--- TASK DATA Enclosed Below ---

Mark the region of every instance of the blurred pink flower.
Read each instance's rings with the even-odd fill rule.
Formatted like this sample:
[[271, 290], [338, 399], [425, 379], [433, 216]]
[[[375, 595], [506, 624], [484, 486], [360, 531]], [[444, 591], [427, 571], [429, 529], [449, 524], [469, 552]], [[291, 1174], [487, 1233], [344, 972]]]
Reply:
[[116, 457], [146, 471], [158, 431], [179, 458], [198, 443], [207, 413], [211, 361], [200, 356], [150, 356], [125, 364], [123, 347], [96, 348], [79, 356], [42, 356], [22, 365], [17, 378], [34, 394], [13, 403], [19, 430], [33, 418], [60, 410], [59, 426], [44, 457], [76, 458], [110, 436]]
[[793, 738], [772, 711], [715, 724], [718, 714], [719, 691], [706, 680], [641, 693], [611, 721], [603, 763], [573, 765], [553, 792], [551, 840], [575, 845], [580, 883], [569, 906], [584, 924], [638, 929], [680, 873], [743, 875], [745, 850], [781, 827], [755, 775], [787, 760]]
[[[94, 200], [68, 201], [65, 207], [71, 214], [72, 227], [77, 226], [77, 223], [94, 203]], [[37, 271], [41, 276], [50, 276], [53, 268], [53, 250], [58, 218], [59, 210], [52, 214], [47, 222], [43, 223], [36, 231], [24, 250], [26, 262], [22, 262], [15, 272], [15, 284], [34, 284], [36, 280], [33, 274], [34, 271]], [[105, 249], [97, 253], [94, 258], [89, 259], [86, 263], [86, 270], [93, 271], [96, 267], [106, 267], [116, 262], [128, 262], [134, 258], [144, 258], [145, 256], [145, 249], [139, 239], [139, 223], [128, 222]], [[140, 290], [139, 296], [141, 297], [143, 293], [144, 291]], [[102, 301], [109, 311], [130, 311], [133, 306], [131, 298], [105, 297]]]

--- End of Enclosed TASK DATA ---

## EXERCISE AIM
Each entry should be retyped exactly as given.

## OUTPUT OF THE TASK
Mark the region of every instance of the blurred pink flower.
Read each instance's rings with the even-odd fill rule.
Formatted like this sample:
[[271, 290], [338, 399], [425, 379], [433, 216]]
[[[375, 595], [506, 624], [484, 486], [360, 531]], [[444, 591], [427, 571], [429, 529], [449, 524], [469, 552]], [[291, 1174], [487, 1233], [344, 972]]]
Reply:
[[116, 457], [146, 471], [158, 431], [179, 458], [198, 443], [207, 413], [211, 361], [200, 356], [150, 356], [125, 364], [123, 347], [96, 348], [79, 356], [42, 356], [22, 365], [17, 378], [34, 394], [13, 403], [19, 430], [33, 418], [60, 410], [59, 426], [44, 457], [76, 458], [110, 436]]
[[793, 738], [772, 711], [715, 724], [718, 714], [719, 691], [706, 680], [641, 693], [611, 721], [603, 763], [573, 765], [553, 792], [551, 840], [575, 845], [580, 883], [569, 906], [584, 924], [638, 929], [680, 873], [743, 875], [745, 850], [781, 827], [755, 775], [787, 760]]
[[[94, 200], [68, 201], [65, 207], [71, 214], [72, 227], [77, 226], [77, 223], [94, 203]], [[37, 271], [41, 276], [50, 276], [53, 268], [53, 250], [58, 218], [59, 210], [52, 214], [47, 222], [43, 223], [36, 231], [24, 250], [26, 262], [22, 262], [15, 272], [15, 284], [34, 284], [36, 280], [33, 274], [34, 271]], [[105, 249], [97, 253], [94, 258], [89, 259], [86, 263], [86, 270], [93, 271], [96, 267], [106, 267], [116, 262], [128, 262], [134, 258], [144, 258], [145, 256], [145, 249], [139, 239], [139, 223], [128, 222]], [[140, 290], [139, 296], [141, 297], [143, 293], [144, 291]], [[102, 301], [109, 311], [130, 311], [133, 306], [131, 298], [105, 297]]]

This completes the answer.